[Data items]

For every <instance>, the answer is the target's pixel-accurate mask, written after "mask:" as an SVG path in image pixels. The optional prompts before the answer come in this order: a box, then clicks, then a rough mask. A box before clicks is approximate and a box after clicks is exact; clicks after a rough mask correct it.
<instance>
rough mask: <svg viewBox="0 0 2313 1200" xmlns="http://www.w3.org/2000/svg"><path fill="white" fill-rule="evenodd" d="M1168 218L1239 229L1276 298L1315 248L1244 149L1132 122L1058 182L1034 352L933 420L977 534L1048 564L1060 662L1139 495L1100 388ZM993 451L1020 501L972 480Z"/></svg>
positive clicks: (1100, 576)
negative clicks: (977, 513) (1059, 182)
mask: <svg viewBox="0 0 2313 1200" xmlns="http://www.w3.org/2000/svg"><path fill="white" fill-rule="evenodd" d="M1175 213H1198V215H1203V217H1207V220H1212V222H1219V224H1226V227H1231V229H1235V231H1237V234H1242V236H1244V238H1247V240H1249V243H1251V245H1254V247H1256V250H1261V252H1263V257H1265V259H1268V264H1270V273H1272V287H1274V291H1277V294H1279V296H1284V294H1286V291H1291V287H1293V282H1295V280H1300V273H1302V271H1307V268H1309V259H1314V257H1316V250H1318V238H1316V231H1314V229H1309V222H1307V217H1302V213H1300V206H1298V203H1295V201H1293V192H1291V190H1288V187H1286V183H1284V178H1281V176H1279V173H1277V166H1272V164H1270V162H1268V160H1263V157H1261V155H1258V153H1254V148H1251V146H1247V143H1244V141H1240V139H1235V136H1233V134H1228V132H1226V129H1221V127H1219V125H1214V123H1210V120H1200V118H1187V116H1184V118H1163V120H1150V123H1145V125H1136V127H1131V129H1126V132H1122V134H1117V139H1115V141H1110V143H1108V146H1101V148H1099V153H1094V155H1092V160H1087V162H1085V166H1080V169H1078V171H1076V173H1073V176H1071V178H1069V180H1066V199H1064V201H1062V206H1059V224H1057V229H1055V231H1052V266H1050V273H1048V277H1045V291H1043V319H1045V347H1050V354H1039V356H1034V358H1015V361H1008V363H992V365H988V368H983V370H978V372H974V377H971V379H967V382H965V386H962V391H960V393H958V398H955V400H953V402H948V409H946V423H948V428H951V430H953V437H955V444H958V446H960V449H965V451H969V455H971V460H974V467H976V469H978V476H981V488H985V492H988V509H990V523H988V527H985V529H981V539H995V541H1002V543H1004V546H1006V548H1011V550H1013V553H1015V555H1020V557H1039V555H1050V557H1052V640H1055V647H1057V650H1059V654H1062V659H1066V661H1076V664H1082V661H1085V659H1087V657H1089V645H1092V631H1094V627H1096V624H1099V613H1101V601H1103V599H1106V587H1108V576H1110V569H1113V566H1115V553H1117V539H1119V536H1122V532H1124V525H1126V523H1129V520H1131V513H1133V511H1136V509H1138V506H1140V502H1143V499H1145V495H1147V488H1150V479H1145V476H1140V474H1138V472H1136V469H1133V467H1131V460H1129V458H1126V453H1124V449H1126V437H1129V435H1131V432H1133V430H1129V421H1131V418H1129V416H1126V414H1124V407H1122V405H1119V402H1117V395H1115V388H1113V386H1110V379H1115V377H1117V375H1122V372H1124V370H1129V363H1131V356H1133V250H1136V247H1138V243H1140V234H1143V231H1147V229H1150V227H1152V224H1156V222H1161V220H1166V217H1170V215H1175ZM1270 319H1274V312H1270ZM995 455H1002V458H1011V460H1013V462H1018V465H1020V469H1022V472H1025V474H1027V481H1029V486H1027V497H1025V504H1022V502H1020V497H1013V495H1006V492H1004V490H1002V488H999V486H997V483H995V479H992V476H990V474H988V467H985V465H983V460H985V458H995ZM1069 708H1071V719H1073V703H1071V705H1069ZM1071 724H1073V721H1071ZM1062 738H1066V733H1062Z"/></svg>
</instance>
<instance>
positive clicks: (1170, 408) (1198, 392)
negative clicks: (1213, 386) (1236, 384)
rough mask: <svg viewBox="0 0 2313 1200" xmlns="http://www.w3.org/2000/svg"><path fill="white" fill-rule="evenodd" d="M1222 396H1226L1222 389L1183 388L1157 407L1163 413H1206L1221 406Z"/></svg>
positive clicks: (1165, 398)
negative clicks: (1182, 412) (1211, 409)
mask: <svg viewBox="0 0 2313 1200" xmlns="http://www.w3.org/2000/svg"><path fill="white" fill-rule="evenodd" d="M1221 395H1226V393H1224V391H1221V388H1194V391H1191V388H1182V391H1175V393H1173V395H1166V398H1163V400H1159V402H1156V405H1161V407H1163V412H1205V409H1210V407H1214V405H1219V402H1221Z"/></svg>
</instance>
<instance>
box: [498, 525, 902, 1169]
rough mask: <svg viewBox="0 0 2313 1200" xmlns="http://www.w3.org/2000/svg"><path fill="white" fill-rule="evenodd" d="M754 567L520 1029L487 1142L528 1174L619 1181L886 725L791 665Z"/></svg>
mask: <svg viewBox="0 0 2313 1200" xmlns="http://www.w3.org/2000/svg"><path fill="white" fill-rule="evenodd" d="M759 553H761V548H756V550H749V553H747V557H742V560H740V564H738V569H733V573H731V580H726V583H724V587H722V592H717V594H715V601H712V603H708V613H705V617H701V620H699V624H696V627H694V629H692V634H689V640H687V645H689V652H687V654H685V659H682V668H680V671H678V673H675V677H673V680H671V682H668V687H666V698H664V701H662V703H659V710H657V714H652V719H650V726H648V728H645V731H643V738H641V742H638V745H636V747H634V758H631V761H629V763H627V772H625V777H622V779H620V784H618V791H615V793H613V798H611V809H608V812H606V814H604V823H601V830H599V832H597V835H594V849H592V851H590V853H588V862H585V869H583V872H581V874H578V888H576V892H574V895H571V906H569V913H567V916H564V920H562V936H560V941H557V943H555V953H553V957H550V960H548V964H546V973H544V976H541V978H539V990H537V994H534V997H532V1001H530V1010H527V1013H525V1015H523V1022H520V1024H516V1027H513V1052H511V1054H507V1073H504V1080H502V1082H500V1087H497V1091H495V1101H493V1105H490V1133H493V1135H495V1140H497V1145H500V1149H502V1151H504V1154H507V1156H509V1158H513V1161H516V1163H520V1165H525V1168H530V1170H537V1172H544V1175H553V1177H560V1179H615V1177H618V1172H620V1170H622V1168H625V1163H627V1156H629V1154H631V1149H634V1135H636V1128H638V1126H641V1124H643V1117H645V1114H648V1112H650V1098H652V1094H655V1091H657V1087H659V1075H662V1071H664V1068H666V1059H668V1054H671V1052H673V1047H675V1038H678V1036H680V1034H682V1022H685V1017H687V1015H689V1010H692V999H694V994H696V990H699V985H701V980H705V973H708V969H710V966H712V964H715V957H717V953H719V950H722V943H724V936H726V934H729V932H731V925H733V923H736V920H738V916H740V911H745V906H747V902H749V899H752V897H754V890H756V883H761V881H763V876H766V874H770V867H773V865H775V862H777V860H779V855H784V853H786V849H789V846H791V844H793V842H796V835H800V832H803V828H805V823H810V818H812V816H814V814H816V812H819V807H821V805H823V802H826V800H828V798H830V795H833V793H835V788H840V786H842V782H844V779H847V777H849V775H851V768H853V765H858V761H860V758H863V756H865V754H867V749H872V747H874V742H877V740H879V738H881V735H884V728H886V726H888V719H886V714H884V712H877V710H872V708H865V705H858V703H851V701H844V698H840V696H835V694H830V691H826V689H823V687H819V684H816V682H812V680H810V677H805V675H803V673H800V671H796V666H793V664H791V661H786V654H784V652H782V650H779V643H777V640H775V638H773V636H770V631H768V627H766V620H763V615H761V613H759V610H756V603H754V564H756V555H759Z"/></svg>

● Instruction: Pick out every line above that contains the string "negative", and copy each one in full. Case counts.

● Exercise result:
negative clicks: (977, 513) (1059, 182)
negative clicks: (1213, 386) (1236, 384)
negative clicks: (1182, 412) (1211, 409)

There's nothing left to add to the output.